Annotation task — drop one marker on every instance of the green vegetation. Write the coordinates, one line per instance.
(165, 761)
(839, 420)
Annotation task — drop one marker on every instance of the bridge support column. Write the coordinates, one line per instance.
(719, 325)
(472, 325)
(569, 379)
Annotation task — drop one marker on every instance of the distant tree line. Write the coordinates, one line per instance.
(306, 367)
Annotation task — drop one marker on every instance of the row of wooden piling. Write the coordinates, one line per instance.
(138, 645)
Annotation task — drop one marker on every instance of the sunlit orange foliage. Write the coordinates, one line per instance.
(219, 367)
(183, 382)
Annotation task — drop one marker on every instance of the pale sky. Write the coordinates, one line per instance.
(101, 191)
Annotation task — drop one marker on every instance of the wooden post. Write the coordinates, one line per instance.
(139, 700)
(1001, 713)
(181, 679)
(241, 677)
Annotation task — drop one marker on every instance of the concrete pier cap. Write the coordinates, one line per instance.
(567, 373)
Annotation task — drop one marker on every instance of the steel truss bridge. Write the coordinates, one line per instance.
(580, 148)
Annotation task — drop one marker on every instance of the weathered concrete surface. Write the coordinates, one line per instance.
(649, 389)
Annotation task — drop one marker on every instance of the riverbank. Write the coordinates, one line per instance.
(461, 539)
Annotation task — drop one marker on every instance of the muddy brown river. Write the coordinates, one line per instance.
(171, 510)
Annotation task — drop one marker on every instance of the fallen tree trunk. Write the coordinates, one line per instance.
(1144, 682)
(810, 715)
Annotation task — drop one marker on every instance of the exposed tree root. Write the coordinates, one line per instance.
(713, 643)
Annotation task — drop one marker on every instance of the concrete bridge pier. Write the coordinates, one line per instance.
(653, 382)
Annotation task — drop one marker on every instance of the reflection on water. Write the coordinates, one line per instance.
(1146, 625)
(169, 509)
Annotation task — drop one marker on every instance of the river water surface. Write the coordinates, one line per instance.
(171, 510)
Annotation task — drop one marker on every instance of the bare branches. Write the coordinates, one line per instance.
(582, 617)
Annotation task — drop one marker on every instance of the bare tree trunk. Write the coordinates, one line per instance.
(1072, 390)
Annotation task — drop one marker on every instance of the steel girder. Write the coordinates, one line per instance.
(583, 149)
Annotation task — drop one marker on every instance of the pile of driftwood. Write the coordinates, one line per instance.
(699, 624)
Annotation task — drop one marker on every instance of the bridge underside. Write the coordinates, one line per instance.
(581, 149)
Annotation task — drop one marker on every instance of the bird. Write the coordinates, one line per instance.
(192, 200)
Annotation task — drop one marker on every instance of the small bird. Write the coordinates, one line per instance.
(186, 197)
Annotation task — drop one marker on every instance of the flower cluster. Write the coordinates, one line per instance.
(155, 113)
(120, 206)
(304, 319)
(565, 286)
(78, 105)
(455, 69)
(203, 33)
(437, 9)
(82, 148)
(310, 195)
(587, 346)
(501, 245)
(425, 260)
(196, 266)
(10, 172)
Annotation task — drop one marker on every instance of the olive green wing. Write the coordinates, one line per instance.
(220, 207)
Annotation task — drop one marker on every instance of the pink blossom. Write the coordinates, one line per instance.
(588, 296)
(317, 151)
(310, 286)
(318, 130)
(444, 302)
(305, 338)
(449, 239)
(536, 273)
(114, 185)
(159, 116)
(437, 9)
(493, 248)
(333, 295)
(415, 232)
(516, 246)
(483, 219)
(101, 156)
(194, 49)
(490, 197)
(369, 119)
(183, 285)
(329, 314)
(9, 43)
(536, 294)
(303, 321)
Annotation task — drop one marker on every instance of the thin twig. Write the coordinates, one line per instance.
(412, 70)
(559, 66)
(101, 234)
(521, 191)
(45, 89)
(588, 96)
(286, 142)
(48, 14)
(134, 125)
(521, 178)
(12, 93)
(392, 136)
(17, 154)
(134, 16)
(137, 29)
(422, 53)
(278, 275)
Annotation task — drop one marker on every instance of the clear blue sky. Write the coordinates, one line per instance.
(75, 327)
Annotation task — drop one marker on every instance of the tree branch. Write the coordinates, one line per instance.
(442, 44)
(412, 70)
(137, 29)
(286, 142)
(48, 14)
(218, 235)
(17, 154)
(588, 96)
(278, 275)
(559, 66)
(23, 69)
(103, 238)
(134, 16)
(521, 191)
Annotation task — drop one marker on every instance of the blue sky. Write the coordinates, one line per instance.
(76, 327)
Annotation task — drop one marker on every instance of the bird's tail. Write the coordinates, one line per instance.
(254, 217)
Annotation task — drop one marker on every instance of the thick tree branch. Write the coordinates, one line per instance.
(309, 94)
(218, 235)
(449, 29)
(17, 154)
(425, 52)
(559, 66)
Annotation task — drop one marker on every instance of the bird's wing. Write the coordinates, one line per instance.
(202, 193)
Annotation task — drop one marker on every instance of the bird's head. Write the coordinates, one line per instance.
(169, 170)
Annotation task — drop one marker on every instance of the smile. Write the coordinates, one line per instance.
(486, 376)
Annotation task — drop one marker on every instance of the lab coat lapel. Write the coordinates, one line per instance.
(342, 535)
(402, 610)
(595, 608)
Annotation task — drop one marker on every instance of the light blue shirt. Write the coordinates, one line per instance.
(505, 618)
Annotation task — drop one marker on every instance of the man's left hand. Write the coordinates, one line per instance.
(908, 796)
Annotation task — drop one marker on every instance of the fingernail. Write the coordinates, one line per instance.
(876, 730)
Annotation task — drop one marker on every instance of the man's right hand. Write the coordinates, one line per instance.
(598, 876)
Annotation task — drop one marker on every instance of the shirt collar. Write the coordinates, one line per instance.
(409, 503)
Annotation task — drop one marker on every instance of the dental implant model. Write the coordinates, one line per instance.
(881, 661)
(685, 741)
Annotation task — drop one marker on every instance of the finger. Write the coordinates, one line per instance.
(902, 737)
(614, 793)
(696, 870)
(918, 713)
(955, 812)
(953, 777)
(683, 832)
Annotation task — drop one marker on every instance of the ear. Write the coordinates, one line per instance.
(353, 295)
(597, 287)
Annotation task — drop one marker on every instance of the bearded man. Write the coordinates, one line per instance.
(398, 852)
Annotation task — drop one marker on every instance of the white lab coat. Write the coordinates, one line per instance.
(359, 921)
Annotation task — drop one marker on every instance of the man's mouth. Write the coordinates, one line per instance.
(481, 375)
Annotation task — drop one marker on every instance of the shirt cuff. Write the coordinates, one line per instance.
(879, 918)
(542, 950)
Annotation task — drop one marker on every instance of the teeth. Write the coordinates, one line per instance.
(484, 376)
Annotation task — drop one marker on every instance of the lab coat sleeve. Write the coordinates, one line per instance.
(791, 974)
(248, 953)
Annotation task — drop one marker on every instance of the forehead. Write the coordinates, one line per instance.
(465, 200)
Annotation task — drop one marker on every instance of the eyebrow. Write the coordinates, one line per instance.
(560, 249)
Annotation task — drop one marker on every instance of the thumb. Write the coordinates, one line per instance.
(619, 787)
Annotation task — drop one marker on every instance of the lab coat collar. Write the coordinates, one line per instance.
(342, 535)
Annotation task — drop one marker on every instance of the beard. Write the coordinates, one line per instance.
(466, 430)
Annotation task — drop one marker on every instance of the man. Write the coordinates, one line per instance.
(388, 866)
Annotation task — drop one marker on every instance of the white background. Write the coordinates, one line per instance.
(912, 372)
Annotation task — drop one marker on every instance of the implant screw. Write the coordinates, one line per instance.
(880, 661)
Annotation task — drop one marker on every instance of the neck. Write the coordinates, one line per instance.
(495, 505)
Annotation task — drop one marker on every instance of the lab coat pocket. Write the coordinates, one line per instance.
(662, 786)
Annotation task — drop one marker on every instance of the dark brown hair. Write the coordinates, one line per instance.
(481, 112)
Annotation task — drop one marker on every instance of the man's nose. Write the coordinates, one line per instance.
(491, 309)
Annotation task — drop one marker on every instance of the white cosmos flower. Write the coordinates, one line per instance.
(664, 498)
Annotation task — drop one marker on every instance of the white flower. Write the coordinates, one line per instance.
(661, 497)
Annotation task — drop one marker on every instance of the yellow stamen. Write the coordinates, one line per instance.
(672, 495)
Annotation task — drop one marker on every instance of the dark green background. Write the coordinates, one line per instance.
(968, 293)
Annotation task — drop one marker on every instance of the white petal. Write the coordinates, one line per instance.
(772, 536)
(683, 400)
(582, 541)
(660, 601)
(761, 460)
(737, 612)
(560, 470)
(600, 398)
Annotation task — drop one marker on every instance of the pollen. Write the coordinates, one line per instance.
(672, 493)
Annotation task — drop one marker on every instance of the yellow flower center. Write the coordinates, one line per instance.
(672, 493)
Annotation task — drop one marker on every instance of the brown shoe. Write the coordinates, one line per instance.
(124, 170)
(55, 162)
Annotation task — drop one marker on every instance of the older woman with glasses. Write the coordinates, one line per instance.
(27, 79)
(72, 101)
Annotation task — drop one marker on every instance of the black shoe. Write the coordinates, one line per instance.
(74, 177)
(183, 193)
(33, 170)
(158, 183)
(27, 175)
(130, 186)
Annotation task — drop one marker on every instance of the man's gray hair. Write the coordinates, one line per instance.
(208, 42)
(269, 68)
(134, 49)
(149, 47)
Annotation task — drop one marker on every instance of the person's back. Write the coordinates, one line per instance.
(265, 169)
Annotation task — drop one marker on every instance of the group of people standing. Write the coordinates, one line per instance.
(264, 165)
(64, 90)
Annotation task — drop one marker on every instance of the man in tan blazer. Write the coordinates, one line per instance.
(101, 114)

### Directions
Using the records above, output exactly the lines from the one containing "back. Write the coordinates, one line per instance." through the last line, and no others.

### Written answer
Annotation task — drop one marker on every instance of the person's back. Write the coordinates, one line per instance.
(265, 169)
Annotation task — drop one marker on every instance of the group of people standing. Write the coordinates, one line per instance.
(264, 165)
(64, 90)
Annotation task — drop one marker on every instance of the man in tan blazer. Write the coordinates, one line per instance.
(101, 114)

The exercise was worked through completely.